Stored dataset items ->
START

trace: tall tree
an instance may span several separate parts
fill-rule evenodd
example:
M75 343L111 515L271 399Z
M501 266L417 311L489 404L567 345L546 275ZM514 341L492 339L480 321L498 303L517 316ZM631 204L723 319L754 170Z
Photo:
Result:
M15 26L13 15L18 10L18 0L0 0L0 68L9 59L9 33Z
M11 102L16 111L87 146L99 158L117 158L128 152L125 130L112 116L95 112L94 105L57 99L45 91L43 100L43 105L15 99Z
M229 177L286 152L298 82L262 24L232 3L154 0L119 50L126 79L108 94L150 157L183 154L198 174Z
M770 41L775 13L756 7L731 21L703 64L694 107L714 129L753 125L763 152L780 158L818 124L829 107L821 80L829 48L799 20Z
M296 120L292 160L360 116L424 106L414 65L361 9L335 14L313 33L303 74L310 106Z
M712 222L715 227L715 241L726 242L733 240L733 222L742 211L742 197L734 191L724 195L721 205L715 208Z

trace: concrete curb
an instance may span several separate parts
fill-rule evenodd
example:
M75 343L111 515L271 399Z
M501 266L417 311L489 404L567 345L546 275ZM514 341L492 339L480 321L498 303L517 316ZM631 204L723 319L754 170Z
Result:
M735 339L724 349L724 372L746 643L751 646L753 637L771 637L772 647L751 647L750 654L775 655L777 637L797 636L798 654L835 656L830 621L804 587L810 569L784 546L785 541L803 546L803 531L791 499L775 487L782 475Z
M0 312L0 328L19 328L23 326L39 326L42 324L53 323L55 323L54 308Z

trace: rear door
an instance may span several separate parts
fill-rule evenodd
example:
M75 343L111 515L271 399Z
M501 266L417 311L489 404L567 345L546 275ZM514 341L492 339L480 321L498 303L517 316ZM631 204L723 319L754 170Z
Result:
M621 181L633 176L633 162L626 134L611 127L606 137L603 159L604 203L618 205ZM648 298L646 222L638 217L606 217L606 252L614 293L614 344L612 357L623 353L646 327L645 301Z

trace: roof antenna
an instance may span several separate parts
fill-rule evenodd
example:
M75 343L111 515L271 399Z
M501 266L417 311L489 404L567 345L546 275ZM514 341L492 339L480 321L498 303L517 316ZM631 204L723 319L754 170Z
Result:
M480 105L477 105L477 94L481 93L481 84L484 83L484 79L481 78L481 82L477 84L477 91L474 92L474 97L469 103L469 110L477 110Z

END

Work instructions -> Reproduce every item above, substituting "disconnected regions" for each occurrence of "separate parts" and leaving everything else untouched.

The completed task ->
trace: tall tree
an instance may span several disconnected regions
fill-rule evenodd
example:
M75 343L111 515L271 399Z
M501 266L417 311L489 404L567 345L546 275ZM514 341L492 339L480 321L498 303L517 316ZM631 204L723 319L754 170Z
Photo:
Result:
M15 26L13 15L18 10L18 0L0 0L0 68L9 59L9 33Z
M11 102L16 111L87 146L99 158L117 158L128 152L125 130L112 116L95 112L94 105L57 99L45 91L43 100L43 105L15 99Z
M229 177L286 152L298 82L262 24L232 3L154 0L119 50L126 79L108 94L150 157L183 154L198 174Z
M770 41L775 13L756 7L731 21L703 64L694 107L714 129L753 125L763 152L780 158L818 124L829 107L821 80L829 48L799 20Z
M296 120L292 160L360 116L424 106L414 65L361 9L335 14L313 33L303 74L310 106Z
M712 222L715 227L715 241L726 242L733 240L733 222L742 211L742 197L734 191L724 195L721 205L715 208Z

trace: concrete curb
an instance may span several disconnected regions
fill-rule evenodd
example:
M75 343L111 515L271 399Z
M501 266L417 311L489 404L567 345L546 275ZM514 341L492 339L480 321L498 303L517 316ZM631 204L723 319L754 170Z
Result:
M735 339L724 349L724 372L746 643L751 646L753 637L771 637L772 647L751 647L750 654L775 655L777 637L797 636L798 654L835 656L830 621L804 587L810 569L784 546L785 541L803 546L803 531L791 499L775 487L782 475Z
M0 312L0 328L19 328L23 326L39 326L42 324L53 323L55 323L54 308Z

trace: rear door
an instance may span several disconnected regions
fill-rule evenodd
example:
M75 343L111 515L271 399Z
M501 266L417 311L489 404L567 345L546 275ZM514 341L492 339L480 321L498 303L517 316ZM631 204L723 319L754 170Z
Result:
M621 181L633 176L633 162L626 134L611 127L606 137L603 159L604 203L618 205ZM648 298L646 222L638 217L606 217L606 252L614 293L614 344L612 357L623 353L646 327L645 301Z

trace: roof antenna
an instance may span several disconnected regions
fill-rule evenodd
example:
M75 343L111 515L271 399Z
M501 266L417 311L489 404L567 345L546 275ZM514 341L492 339L480 321L498 303L517 316ZM631 204L723 319L754 170Z
Result:
M480 105L477 105L477 94L481 93L481 84L484 83L484 79L481 78L481 82L477 84L477 91L474 92L474 97L469 103L469 110L477 110Z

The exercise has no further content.